Show every line in the entries below where the word "phrase" appears.

(The data begins)

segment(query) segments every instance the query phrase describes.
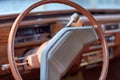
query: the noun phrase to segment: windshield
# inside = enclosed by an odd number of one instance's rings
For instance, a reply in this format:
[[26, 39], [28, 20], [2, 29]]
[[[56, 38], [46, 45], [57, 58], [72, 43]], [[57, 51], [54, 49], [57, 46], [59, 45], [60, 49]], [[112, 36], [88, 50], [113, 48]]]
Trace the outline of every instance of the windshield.
[[[0, 15], [20, 13], [40, 0], [0, 0]], [[120, 0], [71, 0], [86, 9], [120, 9]], [[44, 5], [34, 11], [72, 9], [65, 5]]]

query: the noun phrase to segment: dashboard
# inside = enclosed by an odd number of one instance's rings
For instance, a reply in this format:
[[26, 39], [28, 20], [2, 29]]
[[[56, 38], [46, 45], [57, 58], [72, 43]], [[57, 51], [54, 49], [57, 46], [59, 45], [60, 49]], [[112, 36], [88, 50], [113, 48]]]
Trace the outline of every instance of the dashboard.
[[[94, 17], [100, 24], [106, 38], [110, 60], [114, 59], [115, 57], [119, 57], [119, 51], [116, 50], [116, 48], [119, 48], [119, 15], [99, 15]], [[83, 25], [90, 25], [87, 20], [83, 20], [83, 22]], [[99, 66], [101, 65], [100, 62], [103, 59], [102, 57], [101, 44], [98, 41], [90, 46], [87, 46], [87, 48], [83, 50], [83, 59], [80, 66], [85, 66], [87, 68]]]
[[[112, 11], [112, 10], [111, 10]], [[69, 16], [74, 11], [53, 11], [30, 14], [23, 20], [15, 37], [15, 55], [17, 57], [24, 56], [29, 50], [40, 46], [43, 42], [51, 39], [60, 29], [62, 29], [69, 21]], [[112, 11], [108, 14], [106, 10], [100, 10], [94, 13], [94, 17], [100, 24], [106, 37], [109, 47], [110, 60], [120, 56], [120, 14]], [[106, 12], [106, 13], [105, 13]], [[99, 14], [98, 14], [99, 13]], [[64, 14], [64, 15], [63, 15]], [[80, 14], [81, 15], [81, 14]], [[0, 18], [0, 65], [7, 64], [7, 41], [9, 32], [16, 15], [9, 15]], [[42, 17], [42, 19], [41, 19]], [[72, 23], [73, 27], [91, 26], [88, 19], [80, 16], [76, 23]], [[100, 66], [102, 63], [102, 51], [99, 41], [87, 45], [82, 50], [82, 63], [80, 67], [85, 69]], [[9, 73], [0, 69], [0, 75]]]

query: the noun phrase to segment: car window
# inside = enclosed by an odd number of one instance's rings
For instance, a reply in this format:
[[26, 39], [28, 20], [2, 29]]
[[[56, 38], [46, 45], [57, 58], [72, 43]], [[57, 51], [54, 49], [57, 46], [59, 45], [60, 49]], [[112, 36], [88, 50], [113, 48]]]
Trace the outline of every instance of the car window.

(The data ends)

Output below:
segment(query) segments every instance the query phrase describes.
query: the noun phrase to segment: windshield
query: the noun phrase to segment: dashboard
query: the noun phrase to segment: car window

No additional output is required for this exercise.